▶ Directions
A verbatim copy of the lines starting at the one with "Query: sofa" and ending at the last line below is required; include nothing else.

▶ Data for analysis
╔══

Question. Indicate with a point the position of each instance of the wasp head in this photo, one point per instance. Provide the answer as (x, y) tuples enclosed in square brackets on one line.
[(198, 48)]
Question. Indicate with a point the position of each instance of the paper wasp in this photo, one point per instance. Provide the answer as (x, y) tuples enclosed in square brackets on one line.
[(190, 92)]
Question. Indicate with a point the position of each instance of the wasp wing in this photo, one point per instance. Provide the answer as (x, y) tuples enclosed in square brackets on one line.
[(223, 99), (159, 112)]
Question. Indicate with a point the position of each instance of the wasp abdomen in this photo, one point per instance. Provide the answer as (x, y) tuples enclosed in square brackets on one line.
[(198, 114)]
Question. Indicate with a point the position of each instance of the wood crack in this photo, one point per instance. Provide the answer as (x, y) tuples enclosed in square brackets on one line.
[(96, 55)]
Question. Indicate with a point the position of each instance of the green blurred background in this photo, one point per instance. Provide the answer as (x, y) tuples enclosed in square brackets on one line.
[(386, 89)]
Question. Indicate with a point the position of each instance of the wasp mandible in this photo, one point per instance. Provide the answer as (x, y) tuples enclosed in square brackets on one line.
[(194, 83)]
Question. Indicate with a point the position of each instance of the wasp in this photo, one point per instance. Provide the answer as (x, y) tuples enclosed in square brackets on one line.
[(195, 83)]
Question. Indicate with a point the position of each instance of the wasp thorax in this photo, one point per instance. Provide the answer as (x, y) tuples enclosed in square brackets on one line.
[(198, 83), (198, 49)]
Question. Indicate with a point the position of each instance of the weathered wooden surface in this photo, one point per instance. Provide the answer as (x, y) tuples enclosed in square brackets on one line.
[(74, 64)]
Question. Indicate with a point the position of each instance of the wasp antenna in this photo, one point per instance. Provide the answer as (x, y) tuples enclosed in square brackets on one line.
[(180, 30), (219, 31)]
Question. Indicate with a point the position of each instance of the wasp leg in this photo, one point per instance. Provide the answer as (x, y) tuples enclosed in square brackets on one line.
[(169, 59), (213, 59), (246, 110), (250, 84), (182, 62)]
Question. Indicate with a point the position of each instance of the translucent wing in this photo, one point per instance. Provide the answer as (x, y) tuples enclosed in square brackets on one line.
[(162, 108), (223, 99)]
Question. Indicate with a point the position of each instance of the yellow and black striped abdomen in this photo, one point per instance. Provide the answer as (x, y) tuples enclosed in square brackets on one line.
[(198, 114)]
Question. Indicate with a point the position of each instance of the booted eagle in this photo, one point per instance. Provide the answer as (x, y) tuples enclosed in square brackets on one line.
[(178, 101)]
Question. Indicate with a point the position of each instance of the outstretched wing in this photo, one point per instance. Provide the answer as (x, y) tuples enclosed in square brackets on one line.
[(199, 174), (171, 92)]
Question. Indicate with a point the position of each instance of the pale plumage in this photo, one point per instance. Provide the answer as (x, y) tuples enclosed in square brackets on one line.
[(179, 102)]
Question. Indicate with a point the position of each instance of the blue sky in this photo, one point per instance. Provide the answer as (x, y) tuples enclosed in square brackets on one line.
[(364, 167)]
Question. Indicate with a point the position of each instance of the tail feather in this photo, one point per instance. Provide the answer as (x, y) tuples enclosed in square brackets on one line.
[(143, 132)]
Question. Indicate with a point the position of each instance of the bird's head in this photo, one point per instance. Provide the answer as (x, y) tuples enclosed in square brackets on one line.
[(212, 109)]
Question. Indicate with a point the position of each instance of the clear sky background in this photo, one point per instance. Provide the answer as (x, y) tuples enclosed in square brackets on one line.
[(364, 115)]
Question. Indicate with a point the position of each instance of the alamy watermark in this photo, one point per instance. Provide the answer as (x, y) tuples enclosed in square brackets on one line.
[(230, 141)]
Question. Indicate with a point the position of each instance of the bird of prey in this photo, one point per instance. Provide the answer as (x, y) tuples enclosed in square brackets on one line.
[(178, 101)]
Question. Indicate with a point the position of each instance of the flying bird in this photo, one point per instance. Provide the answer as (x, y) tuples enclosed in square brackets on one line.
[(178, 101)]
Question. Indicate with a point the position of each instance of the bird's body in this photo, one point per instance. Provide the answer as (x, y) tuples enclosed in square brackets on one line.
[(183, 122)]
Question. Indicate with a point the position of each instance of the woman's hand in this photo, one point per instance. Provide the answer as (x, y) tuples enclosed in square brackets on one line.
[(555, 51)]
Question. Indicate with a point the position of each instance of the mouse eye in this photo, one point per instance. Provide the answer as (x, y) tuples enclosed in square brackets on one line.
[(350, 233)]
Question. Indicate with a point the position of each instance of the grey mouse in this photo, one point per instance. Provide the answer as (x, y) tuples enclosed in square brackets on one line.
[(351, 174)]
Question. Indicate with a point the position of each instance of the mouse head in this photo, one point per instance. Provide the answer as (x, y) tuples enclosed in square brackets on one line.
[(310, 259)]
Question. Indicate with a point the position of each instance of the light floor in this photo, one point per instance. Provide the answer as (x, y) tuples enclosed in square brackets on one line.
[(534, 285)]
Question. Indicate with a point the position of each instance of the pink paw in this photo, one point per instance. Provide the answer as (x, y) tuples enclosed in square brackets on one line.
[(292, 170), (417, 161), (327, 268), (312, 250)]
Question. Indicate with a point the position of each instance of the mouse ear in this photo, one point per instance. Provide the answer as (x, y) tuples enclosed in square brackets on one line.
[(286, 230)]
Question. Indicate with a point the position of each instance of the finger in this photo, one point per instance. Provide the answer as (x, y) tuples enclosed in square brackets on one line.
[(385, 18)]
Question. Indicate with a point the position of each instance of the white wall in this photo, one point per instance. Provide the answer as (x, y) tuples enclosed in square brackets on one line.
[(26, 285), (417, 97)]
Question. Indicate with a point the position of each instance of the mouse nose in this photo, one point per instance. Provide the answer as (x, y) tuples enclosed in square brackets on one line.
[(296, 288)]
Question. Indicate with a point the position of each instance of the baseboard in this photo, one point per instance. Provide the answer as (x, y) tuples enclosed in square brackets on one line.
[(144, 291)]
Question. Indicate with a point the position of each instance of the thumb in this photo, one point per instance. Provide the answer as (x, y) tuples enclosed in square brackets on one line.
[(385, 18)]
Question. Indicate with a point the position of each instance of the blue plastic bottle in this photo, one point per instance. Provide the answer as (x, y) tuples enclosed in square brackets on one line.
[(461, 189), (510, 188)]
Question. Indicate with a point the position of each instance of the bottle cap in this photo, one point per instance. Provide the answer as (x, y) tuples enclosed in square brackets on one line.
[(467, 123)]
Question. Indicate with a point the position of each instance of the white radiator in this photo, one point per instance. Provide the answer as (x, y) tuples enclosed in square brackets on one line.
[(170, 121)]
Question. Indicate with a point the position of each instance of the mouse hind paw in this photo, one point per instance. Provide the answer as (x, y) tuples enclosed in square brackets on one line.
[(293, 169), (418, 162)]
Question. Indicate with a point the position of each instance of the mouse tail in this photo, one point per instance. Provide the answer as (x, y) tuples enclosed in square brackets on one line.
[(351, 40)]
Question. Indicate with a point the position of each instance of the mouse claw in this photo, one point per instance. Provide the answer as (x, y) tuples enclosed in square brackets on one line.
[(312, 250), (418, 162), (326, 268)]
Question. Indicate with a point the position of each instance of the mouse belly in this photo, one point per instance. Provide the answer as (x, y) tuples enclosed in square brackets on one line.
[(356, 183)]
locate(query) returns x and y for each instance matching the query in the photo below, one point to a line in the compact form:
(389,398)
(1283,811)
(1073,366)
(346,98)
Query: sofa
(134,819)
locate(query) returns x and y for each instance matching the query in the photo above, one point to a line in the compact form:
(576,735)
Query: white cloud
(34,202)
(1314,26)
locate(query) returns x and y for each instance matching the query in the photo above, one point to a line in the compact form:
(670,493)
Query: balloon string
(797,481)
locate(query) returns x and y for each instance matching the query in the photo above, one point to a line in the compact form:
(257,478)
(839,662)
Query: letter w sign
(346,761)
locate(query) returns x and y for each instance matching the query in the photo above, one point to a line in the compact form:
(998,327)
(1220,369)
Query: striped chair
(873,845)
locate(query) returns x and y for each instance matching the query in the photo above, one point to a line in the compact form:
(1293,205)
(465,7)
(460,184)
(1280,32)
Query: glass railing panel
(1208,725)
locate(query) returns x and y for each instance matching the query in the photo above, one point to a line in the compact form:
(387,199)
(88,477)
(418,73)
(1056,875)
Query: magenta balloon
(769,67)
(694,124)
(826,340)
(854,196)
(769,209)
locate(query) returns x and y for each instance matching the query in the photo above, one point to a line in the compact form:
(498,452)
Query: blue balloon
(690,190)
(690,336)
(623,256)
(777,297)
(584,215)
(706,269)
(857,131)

╚══

▶ Output for this exercise
Query: sofa
(134,819)
locate(query) returns x and y for each instance matching the query in the photo above, one point to a line in the compact form:
(576,735)
Query: white cloud
(34,202)
(1314,26)
locate(query) returns x and y for each instance matching the query in the photo above, one point to a line in the compact form:
(670,493)
Query: balloon string
(797,481)
locate(query) returns x and y for each instance matching the query in the photo above, one point to a line in the compact form:
(257,478)
(839,662)
Query: letter w sign
(346,761)
locate(query) returns x and y for each instance matching the query in the photo above, one point to a line in the compact form:
(998,327)
(1220,369)
Query: striped chair
(873,845)
locate(query) returns x and y for each instance matching the query in the photo above, one point to a line in the compact form:
(1293,205)
(465,7)
(460,184)
(1280,32)
Query: glass railing panel
(1208,725)
locate(query) returns x and y for each instance matching the query in the photo above, one point to a line in the compact form:
(387,199)
(88,477)
(418,73)
(1056,875)
Query: magenta balloon
(769,67)
(694,124)
(826,340)
(854,196)
(769,209)
locate(query) returns x and y for each instance matching the query in the photo above, one point to a line in the compact form:
(498,452)
Query: blue balloon
(690,190)
(690,336)
(623,256)
(777,297)
(584,215)
(706,269)
(857,131)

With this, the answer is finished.